(Data entries)
********

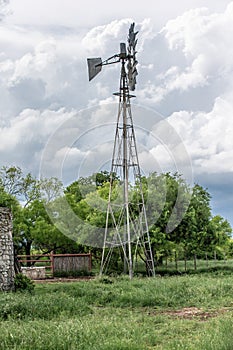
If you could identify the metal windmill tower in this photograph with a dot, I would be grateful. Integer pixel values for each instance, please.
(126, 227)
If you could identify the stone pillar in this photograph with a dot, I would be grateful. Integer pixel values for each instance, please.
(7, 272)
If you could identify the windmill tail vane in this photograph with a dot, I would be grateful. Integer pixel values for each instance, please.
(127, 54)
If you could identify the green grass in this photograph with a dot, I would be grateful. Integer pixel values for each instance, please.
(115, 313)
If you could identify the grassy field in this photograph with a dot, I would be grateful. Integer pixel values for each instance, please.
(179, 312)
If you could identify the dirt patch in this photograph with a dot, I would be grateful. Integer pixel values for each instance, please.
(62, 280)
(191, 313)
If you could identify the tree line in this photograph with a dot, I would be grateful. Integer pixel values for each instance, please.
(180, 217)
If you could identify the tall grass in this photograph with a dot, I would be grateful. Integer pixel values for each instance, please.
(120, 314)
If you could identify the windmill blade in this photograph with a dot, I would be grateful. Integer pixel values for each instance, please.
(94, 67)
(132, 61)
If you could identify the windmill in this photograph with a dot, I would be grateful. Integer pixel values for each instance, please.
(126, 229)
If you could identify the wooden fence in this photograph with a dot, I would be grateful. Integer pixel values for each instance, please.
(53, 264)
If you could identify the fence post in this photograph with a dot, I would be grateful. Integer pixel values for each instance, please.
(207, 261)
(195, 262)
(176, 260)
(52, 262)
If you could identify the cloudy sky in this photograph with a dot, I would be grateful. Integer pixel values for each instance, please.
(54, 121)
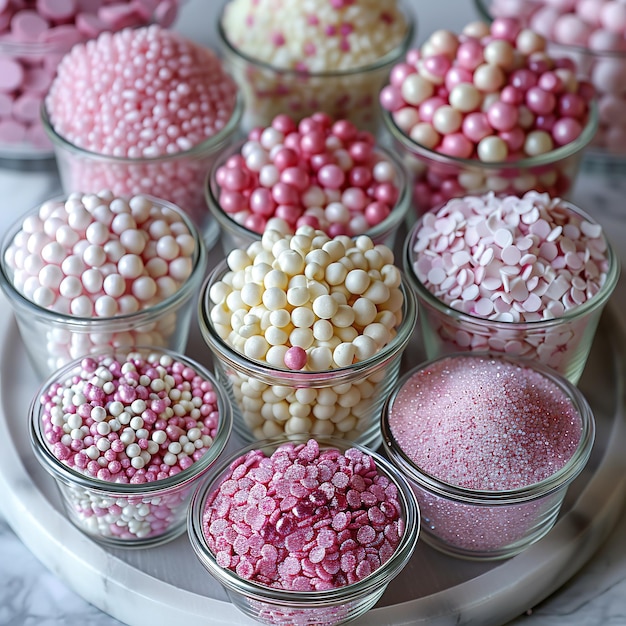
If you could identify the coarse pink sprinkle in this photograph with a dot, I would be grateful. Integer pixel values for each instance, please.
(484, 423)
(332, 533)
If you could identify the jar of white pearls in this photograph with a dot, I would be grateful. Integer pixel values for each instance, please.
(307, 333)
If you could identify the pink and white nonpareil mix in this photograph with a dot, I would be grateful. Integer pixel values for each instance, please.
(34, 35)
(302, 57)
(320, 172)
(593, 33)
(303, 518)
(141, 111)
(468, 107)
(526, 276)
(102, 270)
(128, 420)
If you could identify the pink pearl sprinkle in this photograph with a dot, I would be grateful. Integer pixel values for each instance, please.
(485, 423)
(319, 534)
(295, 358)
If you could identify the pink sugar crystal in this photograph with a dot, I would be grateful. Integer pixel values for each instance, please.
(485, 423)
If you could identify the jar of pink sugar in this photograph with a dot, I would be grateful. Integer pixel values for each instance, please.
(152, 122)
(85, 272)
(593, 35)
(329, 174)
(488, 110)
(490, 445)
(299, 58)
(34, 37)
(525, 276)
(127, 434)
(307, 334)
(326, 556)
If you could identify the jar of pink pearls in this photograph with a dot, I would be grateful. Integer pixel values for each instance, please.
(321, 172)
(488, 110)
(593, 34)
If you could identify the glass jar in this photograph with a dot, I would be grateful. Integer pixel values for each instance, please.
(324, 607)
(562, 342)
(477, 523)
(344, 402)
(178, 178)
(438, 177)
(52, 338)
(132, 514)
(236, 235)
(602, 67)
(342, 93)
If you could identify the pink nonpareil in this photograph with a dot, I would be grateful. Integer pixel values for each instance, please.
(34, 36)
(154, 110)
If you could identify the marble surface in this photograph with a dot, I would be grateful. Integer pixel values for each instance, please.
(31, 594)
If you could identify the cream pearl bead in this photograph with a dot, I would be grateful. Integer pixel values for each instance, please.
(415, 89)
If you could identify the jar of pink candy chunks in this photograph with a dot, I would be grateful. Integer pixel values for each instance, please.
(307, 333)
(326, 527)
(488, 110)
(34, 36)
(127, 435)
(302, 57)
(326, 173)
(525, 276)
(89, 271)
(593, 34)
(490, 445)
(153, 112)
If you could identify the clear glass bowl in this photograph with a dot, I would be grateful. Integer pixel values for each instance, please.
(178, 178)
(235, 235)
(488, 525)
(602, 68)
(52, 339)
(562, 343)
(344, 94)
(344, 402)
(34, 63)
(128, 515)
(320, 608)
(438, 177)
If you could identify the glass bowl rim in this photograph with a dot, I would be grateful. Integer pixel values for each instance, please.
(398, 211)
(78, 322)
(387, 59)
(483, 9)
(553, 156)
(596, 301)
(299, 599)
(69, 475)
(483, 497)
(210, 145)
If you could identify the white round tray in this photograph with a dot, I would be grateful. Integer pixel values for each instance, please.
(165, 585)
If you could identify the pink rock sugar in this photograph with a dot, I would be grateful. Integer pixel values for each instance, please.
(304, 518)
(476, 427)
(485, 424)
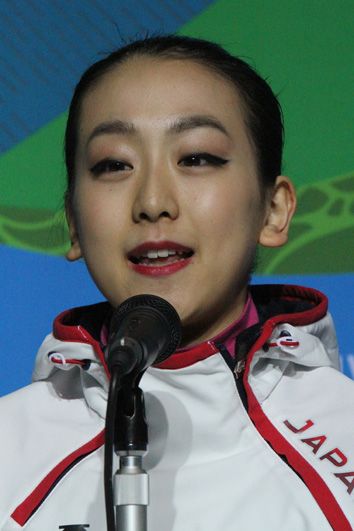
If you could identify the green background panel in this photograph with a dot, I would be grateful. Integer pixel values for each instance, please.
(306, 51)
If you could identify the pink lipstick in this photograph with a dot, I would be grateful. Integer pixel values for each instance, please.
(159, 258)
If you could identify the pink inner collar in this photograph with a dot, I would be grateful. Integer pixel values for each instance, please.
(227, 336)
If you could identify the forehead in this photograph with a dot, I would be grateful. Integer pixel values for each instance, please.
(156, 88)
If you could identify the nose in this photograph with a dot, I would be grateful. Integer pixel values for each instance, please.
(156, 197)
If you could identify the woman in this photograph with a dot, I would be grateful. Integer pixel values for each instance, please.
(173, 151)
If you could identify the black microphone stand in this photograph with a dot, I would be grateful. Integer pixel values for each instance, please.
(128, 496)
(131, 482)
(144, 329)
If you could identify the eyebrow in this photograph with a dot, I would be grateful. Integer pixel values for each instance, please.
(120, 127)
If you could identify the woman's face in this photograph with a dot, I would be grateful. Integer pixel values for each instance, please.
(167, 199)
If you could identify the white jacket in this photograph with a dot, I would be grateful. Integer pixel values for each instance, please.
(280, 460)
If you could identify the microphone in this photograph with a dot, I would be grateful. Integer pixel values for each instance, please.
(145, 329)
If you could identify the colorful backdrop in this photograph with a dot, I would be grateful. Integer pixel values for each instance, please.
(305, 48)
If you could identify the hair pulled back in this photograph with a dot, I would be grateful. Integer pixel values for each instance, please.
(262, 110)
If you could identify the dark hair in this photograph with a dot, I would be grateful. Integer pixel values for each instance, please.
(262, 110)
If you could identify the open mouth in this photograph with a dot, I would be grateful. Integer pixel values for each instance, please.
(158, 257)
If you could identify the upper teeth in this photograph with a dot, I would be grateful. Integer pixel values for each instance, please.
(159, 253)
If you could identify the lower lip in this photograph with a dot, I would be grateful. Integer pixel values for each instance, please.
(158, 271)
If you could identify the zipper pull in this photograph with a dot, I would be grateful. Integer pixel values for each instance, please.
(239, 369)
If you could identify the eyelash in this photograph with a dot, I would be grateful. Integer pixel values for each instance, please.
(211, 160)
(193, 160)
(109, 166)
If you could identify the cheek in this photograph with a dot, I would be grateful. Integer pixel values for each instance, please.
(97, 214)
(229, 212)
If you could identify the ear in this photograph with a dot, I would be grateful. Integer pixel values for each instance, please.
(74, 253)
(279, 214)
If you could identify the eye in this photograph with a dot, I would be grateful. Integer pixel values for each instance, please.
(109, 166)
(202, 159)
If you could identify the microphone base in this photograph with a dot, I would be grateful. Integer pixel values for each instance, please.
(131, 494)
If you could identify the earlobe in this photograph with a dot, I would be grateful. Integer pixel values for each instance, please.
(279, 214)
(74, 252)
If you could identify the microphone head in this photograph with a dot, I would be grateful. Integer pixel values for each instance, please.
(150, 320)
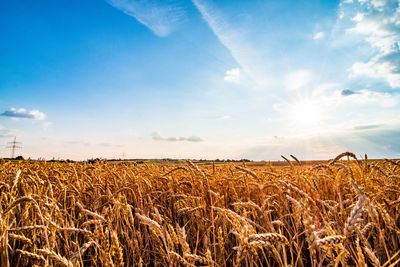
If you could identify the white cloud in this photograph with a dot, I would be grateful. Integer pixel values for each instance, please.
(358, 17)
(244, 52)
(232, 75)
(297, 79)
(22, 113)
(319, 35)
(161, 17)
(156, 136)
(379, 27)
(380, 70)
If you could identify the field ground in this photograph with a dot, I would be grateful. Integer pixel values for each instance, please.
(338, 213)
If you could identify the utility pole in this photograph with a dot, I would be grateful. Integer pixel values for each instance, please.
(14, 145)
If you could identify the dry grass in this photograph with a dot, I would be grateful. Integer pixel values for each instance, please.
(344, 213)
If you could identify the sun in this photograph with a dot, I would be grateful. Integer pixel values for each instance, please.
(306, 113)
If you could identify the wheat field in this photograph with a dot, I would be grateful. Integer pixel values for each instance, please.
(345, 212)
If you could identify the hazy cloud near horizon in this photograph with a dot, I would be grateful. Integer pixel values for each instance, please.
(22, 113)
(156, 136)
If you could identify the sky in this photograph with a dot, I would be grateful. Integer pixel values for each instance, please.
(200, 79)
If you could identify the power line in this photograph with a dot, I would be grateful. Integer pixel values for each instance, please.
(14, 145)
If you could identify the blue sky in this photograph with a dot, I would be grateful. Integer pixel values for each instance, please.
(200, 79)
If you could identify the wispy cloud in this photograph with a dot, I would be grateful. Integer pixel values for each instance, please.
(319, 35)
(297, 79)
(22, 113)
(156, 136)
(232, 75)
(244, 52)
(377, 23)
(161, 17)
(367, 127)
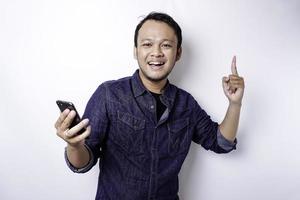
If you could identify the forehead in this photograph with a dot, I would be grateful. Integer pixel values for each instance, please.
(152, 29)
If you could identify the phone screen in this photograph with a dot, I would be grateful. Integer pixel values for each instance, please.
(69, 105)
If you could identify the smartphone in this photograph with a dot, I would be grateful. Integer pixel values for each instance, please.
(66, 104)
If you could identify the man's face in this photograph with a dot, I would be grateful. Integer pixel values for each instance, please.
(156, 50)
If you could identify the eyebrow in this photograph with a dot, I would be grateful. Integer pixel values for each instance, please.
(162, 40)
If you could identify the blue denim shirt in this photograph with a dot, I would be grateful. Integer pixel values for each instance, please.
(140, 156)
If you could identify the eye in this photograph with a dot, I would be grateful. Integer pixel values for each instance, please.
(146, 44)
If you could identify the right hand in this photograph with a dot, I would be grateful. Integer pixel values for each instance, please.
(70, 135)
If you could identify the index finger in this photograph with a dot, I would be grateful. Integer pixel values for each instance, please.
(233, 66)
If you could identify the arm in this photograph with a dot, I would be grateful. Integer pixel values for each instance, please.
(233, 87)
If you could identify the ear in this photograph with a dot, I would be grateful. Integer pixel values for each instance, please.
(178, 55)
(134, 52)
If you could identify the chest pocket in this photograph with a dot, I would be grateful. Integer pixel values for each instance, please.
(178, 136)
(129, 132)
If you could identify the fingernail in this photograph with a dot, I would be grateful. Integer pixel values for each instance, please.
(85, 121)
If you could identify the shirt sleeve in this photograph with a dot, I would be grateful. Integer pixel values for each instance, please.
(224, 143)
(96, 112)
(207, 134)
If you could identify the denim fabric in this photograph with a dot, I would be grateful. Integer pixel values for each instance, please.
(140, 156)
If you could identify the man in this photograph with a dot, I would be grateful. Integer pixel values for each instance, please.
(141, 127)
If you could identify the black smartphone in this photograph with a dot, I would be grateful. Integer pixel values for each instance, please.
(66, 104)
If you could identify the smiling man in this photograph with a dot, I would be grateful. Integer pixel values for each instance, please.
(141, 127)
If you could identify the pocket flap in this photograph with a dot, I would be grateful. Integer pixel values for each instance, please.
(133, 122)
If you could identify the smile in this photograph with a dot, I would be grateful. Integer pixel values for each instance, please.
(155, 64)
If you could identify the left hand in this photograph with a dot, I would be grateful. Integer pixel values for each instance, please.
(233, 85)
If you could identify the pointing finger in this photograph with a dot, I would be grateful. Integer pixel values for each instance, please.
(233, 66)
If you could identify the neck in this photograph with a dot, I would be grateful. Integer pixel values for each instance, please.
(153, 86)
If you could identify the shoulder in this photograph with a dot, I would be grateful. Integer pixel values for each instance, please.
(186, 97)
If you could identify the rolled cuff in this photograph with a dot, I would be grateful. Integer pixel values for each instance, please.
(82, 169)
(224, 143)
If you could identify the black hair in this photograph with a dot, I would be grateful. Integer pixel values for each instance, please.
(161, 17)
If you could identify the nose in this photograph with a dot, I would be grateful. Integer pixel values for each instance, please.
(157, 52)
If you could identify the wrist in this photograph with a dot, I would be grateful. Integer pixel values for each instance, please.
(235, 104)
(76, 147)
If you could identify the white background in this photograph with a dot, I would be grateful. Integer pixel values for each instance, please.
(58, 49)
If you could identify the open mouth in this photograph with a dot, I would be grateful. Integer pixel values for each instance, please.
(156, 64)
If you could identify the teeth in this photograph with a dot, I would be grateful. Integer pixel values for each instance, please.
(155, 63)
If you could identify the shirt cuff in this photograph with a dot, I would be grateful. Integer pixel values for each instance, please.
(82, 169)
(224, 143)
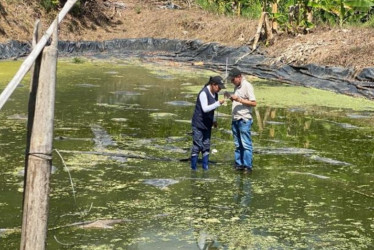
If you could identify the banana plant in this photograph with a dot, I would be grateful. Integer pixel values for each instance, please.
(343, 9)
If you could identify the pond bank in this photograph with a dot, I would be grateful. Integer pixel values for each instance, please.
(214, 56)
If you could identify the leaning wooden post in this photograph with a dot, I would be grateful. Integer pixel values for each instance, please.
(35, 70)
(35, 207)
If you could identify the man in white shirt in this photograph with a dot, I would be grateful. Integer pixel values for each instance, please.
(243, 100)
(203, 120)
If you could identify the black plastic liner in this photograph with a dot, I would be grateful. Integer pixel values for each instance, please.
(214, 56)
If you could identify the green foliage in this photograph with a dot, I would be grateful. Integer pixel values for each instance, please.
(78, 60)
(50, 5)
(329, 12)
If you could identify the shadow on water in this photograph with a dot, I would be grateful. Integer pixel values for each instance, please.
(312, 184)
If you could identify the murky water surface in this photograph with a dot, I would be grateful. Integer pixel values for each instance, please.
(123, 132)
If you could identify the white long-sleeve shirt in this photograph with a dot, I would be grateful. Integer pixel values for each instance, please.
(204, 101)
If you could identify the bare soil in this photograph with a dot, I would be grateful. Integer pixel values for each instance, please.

********

▶ _WORK TO BE COMPLETED_:
Please retype, exactly as written, every line from the line containing "If you could identify the green foliage" through the last line of the records above, including both of those lines, and nothing else.

▶ _WRITTEN RESPONSE_:
If you could identify the green foliage in this photograph with a dot, I would be grateful. Integer pixel values for each instance, please.
(78, 60)
(50, 5)
(329, 12)
If you could identify the shadow on water in this photograph with a dot, I would be grateful. Integer pixel values for each instance, please.
(312, 184)
If you could identify the murky water surface in this photograph with a dot, I would be grateful. Integer pixel values for each instance, please.
(123, 132)
If you could identify the white long-sleeve shirt in this photograph with a dot, I would be grateful. Integer pixel values for each instance, please.
(204, 101)
If you could identify the bare soil in this photograph with a dot, I would be grateful. Integer pixel values for each instance, please.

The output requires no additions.